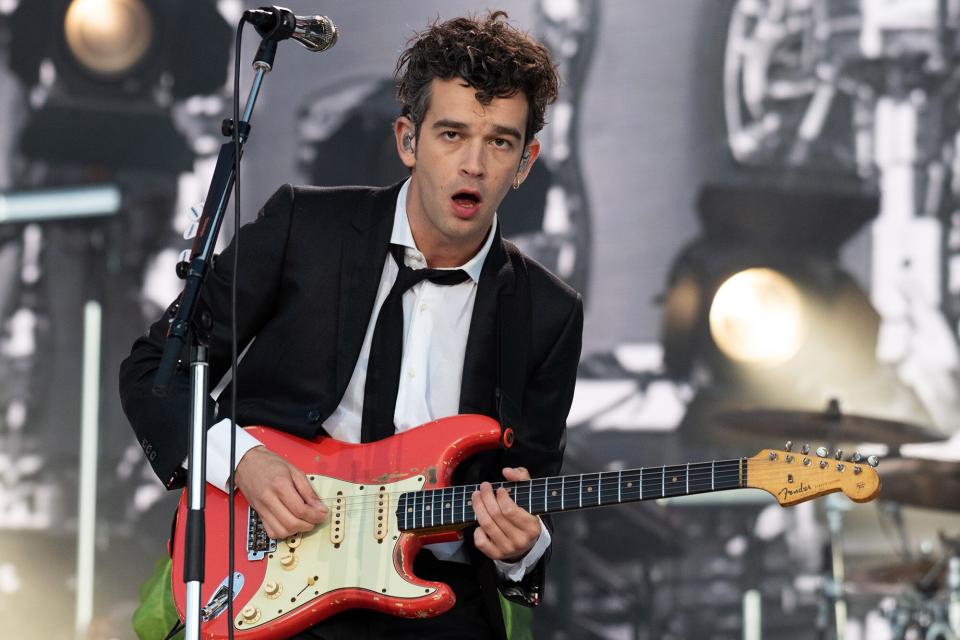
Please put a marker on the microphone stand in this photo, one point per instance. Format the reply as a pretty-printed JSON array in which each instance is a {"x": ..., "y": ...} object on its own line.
[{"x": 186, "y": 329}]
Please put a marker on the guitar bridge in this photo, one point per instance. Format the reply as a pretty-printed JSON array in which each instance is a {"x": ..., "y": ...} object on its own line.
[{"x": 258, "y": 542}]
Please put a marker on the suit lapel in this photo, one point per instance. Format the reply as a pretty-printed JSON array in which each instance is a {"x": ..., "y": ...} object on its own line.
[
  {"x": 368, "y": 235},
  {"x": 481, "y": 355}
]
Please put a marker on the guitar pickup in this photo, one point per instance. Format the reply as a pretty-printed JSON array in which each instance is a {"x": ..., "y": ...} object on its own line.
[
  {"x": 338, "y": 519},
  {"x": 259, "y": 543},
  {"x": 383, "y": 501}
]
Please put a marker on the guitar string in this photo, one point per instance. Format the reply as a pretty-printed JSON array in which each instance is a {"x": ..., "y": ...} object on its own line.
[
  {"x": 571, "y": 483},
  {"x": 656, "y": 475}
]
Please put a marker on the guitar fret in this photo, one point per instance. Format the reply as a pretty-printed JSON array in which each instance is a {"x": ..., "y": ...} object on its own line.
[{"x": 443, "y": 504}]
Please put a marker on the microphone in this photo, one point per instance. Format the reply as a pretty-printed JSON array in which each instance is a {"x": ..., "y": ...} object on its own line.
[{"x": 316, "y": 33}]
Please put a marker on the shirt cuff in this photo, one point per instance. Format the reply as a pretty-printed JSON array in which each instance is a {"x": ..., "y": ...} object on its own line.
[
  {"x": 218, "y": 452},
  {"x": 514, "y": 571}
]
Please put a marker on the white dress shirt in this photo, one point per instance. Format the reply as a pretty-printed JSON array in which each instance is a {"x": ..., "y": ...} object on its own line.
[{"x": 436, "y": 322}]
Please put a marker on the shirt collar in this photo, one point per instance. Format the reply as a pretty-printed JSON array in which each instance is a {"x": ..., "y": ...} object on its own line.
[{"x": 402, "y": 236}]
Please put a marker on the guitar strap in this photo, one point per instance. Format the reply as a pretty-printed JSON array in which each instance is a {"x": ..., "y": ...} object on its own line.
[{"x": 513, "y": 336}]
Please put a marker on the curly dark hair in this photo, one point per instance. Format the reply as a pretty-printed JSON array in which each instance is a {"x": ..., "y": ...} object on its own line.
[{"x": 489, "y": 54}]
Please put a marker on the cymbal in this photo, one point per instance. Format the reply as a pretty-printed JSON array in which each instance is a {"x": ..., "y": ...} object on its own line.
[
  {"x": 932, "y": 484},
  {"x": 825, "y": 426}
]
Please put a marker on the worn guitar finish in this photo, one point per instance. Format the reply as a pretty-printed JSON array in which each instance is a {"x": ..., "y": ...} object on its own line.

^^^^

▶ [EXERCISE BRIEF] Retype every entry above word for word, omitting the pictures.

▶ [FINAL ANSWER]
Please put a marker on the microphone stand in this photo, one point per instance. Format the reply as a pretty-printed JSON array in which each instance is a {"x": ..., "y": ...} object on its own line.
[{"x": 186, "y": 329}]
Please put a marker on the guitar bridge in this photo, one point per instance. Format the reply as a pretty-printed JSON array in which each instance is a {"x": ..., "y": ...} object on its own line.
[{"x": 258, "y": 542}]
Please put a marker on the suit lapel in this photo, one point per instance. Format the reply as a pretty-printed JSON array in which each instance is a {"x": ..., "y": ...} object on its own line.
[
  {"x": 368, "y": 235},
  {"x": 481, "y": 355}
]
Please put a marker on the guitar pickup in this photo, one point per instance. Format the reply as a pretty-printed JSON array in which each instance is a {"x": ..., "y": ...} object on its own line.
[
  {"x": 338, "y": 519},
  {"x": 259, "y": 543},
  {"x": 383, "y": 501}
]
Please put a marker on the guitar string in this photo, one point per instance. Format the reply as a pretty-printed JSON array in which each instance is a {"x": ..., "y": ...} object on its own line.
[
  {"x": 571, "y": 483},
  {"x": 656, "y": 475}
]
Please put a marker on the guitar fret in this photo, one point per instance. Format the reply as a pretty-printed JSON array in which each instance is a {"x": ..., "y": ...} object on its own line.
[{"x": 443, "y": 504}]
Please put a marker on the microphone in this photo, one point per instance. Format the reply as a pretty-printed JSON array in which each instance is a {"x": ..., "y": ...} object on its own line.
[{"x": 316, "y": 33}]
Please put a marker on the shirt cuff in this photo, one point per instance. Format the reply as a pretty-printed JSON array in which each instance is a {"x": ..., "y": ...} object on its own line.
[
  {"x": 218, "y": 452},
  {"x": 514, "y": 571}
]
Please put a marker on the white dress shirt in this photo, one point per instance. Format the reply as a pretty-printed JSON array in which each instance is a {"x": ..., "y": ...} object on its own line.
[{"x": 436, "y": 322}]
Please put a marker on the shirt collar in this photo, one point per instance. Format the reply as a pretty-printed JSON array in which each instance is a {"x": ..., "y": ...} object on its own line.
[{"x": 402, "y": 236}]
Please put a marker on the guitar strap in this photo, one point per instance. Format the reply as a pretty-printed JSON array in which each instance is a {"x": ..., "y": ...} object on its own line.
[{"x": 513, "y": 336}]
Please put a marker on the curly dark hair in this photo, one point per instance. Format the reply as a pretty-printed JSON array in which each instance is a {"x": ..., "y": ...} object on its own line.
[{"x": 489, "y": 54}]
Please put a marker on the cymbal in this photo, one point per instance. Format the reply as a pretty-printed JSON array in which each instance is a {"x": ..., "y": ...} object on its own line.
[
  {"x": 932, "y": 484},
  {"x": 825, "y": 426}
]
Please put a marker on the worn guitar finish in this photo, one point per instance. Format the reply as a pretty-printed JSON array in which each instance is a {"x": ..., "y": ...} object on its own line.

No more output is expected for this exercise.